§ Work to complete
Only one span of the listing below is wanted: the lines from the one with "Spot the rocky mountain peak." through the one with "Spot the blue sky.", reproduced exactly, both ends kept.

▬▬▬

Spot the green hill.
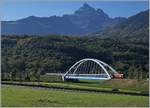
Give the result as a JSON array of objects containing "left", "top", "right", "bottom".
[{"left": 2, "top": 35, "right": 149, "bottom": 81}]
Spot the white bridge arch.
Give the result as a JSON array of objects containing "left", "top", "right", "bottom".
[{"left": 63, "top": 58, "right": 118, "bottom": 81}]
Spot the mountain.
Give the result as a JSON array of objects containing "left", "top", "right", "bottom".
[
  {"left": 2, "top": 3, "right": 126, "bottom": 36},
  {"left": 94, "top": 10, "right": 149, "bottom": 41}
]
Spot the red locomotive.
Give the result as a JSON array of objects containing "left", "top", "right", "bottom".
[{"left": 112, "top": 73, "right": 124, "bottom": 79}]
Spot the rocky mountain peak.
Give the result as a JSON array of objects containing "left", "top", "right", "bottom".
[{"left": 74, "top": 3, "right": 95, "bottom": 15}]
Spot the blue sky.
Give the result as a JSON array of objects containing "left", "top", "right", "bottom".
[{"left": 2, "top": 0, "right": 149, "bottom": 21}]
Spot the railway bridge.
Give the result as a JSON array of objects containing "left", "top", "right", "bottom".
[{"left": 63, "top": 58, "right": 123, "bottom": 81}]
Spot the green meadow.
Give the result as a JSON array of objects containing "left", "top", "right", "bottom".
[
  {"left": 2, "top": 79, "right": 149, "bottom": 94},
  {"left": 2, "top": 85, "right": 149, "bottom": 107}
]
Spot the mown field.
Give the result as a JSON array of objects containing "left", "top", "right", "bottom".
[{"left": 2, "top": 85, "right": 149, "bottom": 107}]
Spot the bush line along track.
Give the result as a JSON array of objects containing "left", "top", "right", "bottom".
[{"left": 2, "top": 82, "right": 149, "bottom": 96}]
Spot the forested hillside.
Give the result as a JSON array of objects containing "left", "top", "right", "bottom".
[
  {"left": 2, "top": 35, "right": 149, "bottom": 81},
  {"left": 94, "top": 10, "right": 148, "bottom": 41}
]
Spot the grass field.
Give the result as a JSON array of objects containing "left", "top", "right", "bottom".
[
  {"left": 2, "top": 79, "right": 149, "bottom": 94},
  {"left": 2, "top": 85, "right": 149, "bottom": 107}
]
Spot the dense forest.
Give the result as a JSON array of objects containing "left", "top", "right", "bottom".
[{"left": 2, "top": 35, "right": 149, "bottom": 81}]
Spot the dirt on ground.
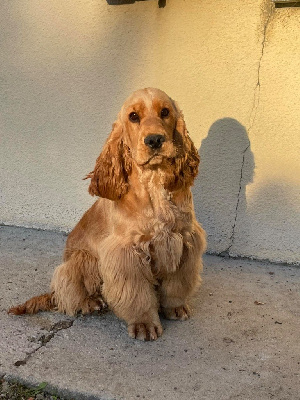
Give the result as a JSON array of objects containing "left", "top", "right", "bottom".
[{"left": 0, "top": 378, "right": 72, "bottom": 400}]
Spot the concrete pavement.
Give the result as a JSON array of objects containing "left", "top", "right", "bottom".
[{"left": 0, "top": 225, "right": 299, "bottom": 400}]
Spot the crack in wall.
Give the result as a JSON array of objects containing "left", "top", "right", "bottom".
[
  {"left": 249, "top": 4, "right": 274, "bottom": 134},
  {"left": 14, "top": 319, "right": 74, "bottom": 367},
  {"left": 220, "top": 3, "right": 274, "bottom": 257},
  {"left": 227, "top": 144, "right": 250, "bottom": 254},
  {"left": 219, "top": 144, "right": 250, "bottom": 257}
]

▬▬▬

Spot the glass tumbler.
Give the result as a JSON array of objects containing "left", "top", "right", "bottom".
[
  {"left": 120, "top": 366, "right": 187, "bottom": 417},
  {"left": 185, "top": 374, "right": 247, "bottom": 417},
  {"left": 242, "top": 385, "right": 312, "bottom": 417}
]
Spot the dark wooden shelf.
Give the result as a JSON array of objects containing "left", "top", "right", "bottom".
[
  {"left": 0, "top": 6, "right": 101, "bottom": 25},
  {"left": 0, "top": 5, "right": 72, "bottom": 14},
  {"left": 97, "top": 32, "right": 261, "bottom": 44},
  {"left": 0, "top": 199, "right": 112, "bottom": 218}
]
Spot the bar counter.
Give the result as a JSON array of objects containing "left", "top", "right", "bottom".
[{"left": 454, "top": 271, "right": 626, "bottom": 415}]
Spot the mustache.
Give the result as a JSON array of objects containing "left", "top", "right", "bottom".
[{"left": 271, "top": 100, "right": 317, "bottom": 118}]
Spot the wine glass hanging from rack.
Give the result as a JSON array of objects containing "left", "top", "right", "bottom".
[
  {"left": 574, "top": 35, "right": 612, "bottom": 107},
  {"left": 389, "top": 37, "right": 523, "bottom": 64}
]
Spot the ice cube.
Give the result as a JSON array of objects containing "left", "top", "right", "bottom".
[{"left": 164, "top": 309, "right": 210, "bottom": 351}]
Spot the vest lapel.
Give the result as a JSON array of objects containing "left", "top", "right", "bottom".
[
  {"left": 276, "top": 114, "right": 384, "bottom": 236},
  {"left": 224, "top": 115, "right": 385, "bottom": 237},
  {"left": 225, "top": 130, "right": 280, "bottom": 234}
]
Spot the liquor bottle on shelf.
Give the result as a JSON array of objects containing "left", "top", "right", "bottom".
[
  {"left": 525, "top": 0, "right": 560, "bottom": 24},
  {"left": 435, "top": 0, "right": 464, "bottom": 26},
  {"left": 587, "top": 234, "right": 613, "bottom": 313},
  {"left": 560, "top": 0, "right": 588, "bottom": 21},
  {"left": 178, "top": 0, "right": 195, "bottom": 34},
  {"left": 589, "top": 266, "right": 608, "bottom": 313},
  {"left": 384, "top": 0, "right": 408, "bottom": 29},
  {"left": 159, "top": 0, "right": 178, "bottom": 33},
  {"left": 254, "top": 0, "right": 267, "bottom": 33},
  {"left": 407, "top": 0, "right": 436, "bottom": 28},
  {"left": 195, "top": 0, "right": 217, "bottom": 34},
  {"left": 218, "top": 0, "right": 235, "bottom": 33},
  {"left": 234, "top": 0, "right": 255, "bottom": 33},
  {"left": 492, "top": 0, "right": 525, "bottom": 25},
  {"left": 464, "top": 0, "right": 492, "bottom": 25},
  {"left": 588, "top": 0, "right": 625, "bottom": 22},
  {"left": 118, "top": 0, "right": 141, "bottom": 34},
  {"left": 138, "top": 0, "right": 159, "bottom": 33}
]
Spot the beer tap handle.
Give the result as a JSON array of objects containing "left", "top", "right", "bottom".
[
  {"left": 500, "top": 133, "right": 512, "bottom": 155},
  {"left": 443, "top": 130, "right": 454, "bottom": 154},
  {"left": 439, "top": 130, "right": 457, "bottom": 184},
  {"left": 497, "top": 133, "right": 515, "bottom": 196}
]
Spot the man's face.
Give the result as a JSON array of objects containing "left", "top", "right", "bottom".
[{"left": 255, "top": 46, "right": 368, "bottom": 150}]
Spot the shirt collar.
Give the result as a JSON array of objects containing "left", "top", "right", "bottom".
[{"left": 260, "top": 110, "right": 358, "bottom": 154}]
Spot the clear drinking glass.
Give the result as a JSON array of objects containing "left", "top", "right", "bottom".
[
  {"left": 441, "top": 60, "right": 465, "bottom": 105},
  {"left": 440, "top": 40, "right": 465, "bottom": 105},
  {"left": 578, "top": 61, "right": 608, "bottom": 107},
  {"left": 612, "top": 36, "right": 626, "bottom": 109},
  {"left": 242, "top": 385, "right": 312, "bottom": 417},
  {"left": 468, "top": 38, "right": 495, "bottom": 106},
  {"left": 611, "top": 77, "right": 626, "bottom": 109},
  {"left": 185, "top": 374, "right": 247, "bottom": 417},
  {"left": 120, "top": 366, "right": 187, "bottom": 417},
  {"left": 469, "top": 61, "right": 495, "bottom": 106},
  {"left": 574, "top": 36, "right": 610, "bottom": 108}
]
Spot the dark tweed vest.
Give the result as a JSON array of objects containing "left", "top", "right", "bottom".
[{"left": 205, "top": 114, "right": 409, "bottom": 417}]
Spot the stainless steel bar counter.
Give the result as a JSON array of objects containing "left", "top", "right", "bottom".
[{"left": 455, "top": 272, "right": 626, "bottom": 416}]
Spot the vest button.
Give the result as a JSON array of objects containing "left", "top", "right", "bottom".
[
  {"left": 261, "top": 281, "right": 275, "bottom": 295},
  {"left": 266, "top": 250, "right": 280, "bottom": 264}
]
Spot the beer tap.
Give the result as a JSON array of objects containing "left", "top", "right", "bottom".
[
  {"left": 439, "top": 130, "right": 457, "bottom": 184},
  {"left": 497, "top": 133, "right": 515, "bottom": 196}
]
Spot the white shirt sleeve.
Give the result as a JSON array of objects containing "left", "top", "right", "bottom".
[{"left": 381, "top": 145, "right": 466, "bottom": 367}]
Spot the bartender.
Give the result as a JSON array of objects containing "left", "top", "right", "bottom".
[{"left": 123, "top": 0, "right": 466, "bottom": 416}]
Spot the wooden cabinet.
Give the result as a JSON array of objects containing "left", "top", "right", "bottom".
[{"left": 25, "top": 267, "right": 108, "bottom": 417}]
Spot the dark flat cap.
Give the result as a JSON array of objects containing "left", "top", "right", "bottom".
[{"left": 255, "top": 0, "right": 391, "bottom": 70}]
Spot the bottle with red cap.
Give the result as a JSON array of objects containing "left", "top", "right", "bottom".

▬▬▬

§ Result for this exercise
Spot the rocky mountain peak.
Give the result as a JSON array of objects containing "left", "top", "right", "bottom".
[{"left": 74, "top": 3, "right": 95, "bottom": 15}]
Spot the blue sky.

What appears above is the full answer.